What to produce
Can you reproduce the whole blog post on bureaucratic blunders below, word for word?

Usually I don’t mix business with pleasure, business being my academics and pleasure being blogging (currently). But like all my habitual exceptions, I will circumvent this self-imposed rule just for the pure pleasure of sharing the fun I am having. Bureaucracy is always thought of a massive, mismanaged machinery churning out sub-optimal outcomes and we tend to chance upon more than our share of bureaucratic horror stories recounted by horrified citizens. We have come to expect so little from our political rulers and public managers that we tend to overlook the impressive work they often are capable of. A bureaucrat has a thankless job and pops up in the public eye only when he/she messes up and often the sensationalist media exaggerates beyond belief to project a royal screw-up. Notable achievements include the Indian railway network, economic reforms program in recent years in India, the US Postal service, the Social Security Administration also in the US. But sometimes the media has their scoop handed on a platter. Before we even point fingers at our Indian babus, let us cast a glance at our western counterparts. No one is perfect. I am listing just a few of the outstanding gems of bureaucratic ineptness, all from the US. These are the things that make studying seemingly-dull public management, fun. Enjoy !!!
A Chicago woman undergoing chemotherapy for cancer of the breast applied for Medicare. She received a computer-produced letter indicating that she was ineligible since she had died the the previous April.
A chronic alcoholic was arrested and mistaken for another man. When he protested, his claims of misidentification were diagnosed as paranoia and schizophrenia, and he was committed to a mental hospital.
The Department of Energy set out to declassify millions of documents inherited from the Atomic Energy Commission. Eight of the released documents contained the basic design principles for the hydrogen bomb.
A unit of what is now the Department of Health and Human Services sent fifteen chimpanzees to a Texas laboratory for the purpose of launching a chimp-breeding program. All were males.

Stored records:
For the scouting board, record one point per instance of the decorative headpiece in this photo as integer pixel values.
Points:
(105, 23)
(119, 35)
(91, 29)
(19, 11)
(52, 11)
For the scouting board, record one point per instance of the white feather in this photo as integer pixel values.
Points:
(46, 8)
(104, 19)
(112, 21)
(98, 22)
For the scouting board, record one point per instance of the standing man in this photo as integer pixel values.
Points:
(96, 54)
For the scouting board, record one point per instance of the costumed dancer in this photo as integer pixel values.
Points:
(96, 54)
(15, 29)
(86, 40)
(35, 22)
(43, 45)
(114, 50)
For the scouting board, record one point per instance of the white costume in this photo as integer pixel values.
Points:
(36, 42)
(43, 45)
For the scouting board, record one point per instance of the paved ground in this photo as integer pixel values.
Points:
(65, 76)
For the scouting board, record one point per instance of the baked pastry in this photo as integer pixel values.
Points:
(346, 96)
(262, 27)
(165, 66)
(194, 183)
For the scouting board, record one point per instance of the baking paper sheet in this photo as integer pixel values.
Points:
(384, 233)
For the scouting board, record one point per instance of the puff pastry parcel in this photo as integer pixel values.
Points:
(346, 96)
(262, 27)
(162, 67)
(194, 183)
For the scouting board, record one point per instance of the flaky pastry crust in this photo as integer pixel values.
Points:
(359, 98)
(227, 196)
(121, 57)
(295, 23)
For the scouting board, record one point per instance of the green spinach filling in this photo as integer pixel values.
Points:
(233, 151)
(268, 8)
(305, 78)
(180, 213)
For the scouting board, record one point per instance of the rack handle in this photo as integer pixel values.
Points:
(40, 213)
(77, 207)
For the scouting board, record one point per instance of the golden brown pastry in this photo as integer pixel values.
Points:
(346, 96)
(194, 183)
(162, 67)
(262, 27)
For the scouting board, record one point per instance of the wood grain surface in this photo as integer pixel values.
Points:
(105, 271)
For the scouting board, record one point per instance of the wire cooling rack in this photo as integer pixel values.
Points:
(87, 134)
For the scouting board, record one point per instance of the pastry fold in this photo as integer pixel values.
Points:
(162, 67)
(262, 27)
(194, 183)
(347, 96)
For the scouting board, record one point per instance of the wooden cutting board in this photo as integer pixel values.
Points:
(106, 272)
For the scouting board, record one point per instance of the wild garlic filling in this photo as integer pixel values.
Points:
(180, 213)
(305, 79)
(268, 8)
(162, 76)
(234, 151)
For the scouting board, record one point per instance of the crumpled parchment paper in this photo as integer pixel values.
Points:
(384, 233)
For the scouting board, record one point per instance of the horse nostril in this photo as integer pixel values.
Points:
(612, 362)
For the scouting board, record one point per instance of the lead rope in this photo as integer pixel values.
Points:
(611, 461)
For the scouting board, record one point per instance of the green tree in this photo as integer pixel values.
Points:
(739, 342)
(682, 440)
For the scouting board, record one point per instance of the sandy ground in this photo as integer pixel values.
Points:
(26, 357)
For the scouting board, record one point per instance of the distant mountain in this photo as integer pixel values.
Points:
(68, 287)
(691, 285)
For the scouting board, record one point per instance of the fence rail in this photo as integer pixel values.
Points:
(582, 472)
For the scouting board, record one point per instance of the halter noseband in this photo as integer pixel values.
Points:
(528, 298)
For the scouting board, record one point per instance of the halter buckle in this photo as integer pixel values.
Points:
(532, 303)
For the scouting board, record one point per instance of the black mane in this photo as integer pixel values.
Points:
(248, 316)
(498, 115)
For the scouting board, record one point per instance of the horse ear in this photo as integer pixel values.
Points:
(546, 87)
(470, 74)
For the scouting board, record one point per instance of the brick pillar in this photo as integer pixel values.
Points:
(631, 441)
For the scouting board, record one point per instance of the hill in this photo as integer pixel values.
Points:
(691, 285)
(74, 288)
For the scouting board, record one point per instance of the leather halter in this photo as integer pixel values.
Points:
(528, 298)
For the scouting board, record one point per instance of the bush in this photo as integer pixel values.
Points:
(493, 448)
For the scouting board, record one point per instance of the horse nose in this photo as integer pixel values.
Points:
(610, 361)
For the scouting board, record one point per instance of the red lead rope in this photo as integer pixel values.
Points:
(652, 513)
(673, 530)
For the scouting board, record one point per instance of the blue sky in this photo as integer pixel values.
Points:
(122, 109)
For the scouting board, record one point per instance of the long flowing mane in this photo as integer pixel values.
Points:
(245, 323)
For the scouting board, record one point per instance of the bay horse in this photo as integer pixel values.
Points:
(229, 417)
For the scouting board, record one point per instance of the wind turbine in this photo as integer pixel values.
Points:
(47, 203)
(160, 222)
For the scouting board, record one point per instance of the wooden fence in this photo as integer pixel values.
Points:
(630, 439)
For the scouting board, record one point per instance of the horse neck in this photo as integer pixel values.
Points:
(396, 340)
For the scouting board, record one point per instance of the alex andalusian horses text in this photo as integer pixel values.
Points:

Answer for this exercise
Usually I don’t mix business with pleasure, business being my academics and pleasure being blogging (currently). But like all my habitual exceptions, I will circumvent this self-imposed rule just for the pure pleasure of sharing the fun I am having. Bureaucracy is always thought of a massive, mismanaged machinery churning out sub-optimal outcomes and we tend to chance upon more than our share of bureaucratic horror stories recounted by horrified citizens. We have come to expect so little from our political rulers and public managers that we tend to overlook the impressive work they often are capable of. A bureaucrat has a thankless job and pops up in the public eye only when he/she messes up and often the sensationalist media exaggerates beyond belief to project a royal screw-up. Notable achievements include the Indian railway network, economic reforms program in recent years in India, the US Postal service, the Social Security Administration also in the US. But sometimes the media has their scoop handed on a platter. Before we even point fingers at our Indian babus, let us cast a glance at our western counterparts. No one is perfect. I am listing just a few of the outstanding gems of bureaucratic ineptness, all from the US. These are the things that make studying seemingly-dull public management, fun. Enjoy !!!
A Chicago woman undergoing chemotherapy for cancer of the breast applied for Medicare. She received a computer-produced letter indicating that she was ineligible since she had died the the previous April.
A chronic alcoholic was arrested and mistaken for another man. When he protested, his claims of misidentification were diagnosed as paranoia and schizophrenia, and he was committed to a mental hospital.
The Department of Energy set out to declassify millions of documents inherited from the Atomic Energy Commission. Eight of the released documents contained the basic design principles for the hydrogen bomb.
A unit of what is now the Department of Health and Human Services sent fifteen chimpanzees to a Texas laboratory for the purpose of launching a chimp-breeding program. All were males.